A RECORDING of Rochester Cathedral Choir, made in 1926 and discovered by a member of the City of London Phonograph and Gramophone Society, is believed to be one of the earliest live recordings of a cathedral choir in situ, as opposed to in a studio.

The music on the record, conducted by the cathedral organist from 1916 to 1930, Charles Hylton Stewart, is Stanford’s Magnificat in B flat and the hymn “All people that on earth do dwell” (Old Hundredth). The organ is played by the then assistant organist, Percy Whitlock, better known as a composer, who had previously been a chorister at Rochester.

It was made by Columbia Records, which had begun recording with electronic microphones in 1925. The recording was transferred live, by GPO telephone lines, to Columbia Studios in Westminster, and cut into a 12-inch, 8rpm shellac record.

The very first electrical recording was from Westminster Abbey, at the burial of the Unknown Soldier, on 11 November 1920. Six years later, on 1 November 1926, the Abbey’s Special Choir and the Chapel Royal, directed by Sydney Nicholson, recorded Parry’s “Never Weather Beaten Sail”, on side 1, and Weelkes’s Gloria in Excelsis Deo, on side 2. It was released commercially by Columbia in February 1927.

The Rochester recording has impressed those who have listened to it. Glyn Paflin, this paper’s arts editor, describes the diction and intonation as excellent. “Each beat is emphasised very firmly, perhaps more so than you would now,” he says.

++++++++++

* [Request 1]
Copy out the article on the Rochester Cathedral Choir recording word for word, from "The very first" down to "in February 1927.".
* [Request 2]
According to the article on the Rochester Cathedral Choir recording, how did a performance inside the cathedral end up on a record cut at Columbia Studios in Westminster?
* [Request 3]
Continue the article on the Rochester Cathedral Choir recording, starting right after its final sentence.
The data that comes next is separate material with no connection to the article.

* [Data segment]
++++++++++

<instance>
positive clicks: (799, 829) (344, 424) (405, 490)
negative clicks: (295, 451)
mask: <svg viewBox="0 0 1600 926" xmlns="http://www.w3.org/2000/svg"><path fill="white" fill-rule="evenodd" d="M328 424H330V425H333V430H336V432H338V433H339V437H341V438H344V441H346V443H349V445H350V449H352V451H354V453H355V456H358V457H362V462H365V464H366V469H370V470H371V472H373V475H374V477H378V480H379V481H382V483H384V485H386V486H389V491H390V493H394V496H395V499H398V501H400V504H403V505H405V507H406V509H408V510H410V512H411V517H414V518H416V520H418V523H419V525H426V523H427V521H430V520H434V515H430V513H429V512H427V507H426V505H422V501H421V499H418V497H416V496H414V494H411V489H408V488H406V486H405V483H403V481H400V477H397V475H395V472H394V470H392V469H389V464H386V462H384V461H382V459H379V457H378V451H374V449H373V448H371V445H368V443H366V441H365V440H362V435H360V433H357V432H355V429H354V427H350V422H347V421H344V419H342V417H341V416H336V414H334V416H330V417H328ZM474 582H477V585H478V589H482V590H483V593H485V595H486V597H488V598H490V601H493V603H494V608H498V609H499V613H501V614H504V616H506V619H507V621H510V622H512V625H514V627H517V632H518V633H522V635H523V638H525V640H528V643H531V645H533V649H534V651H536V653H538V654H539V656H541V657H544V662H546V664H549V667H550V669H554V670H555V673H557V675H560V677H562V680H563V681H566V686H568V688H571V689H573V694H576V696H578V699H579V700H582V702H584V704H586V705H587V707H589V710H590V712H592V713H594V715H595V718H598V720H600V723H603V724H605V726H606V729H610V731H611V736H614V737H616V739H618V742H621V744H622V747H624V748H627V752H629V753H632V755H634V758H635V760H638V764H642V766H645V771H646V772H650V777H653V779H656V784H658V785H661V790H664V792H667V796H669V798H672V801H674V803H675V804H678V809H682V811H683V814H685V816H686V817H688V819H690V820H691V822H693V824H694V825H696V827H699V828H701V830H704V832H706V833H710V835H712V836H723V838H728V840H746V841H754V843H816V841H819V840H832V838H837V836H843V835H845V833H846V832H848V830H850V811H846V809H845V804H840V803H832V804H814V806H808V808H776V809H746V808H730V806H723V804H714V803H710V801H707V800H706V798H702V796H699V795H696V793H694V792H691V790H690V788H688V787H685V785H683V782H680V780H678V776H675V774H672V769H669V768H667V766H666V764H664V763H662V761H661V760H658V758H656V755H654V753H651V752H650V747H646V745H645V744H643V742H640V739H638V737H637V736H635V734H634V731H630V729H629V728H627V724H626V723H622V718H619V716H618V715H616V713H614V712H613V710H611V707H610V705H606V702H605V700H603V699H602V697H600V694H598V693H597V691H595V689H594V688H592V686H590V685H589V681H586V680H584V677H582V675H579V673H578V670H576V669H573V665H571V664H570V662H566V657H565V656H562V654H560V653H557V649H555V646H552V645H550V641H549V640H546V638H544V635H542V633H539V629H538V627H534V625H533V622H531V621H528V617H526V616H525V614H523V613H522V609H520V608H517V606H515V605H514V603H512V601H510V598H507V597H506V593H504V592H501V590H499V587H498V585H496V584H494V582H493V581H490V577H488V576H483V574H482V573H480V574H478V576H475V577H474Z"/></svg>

++++++++++

* [Final answer 1]
The very first electrical recording was from Westminster Abbey, at the burial of the Unknown Soldier, on 11 November 1920. Six years later, on 1 November 1926, the Abbey’s Special Choir and the Chapel Royal, directed by Sydney Nicholson, recorded Parry’s “Never Weather Beaten Sail”, on side 1, and Weelkes’s Gloria in Excelsis Deo, on side 2. It was released commercially by Columbia in February 1927.

* [Final answer 2]
The performance was transferred live over GPO telephone lines to Columbia Studios in Westminster and cut there into a 12-inch shellac record.

* [Final answer 3]
“That may be because the fairly primitive technology meant that they needed to be slightly more emphatic than they normally would be, though it could also have been the contemporary performance practice at Rochester.”

The man to find the recording, Michael Curling, has given it to the cathedral, to the delight of James Strike, the archivist of the Rochester Cathedral Old Choristers’ Association. It has been converted on to CD, and will be played during this Sunday’s choral evensong at the cathedral, which will celebrate the Old Choristers Association

The present director of music, Adrian Bawtree, said: “We are delighted to be sharing this historic recording with you all. To hear the choir in such good heart back in 1926, and to hear the famous Percy Whitlock at the organ, is just simply fantastic. We will do our best to continue to sing with the Spirit when we combine with our Old Choristers on 19 May.”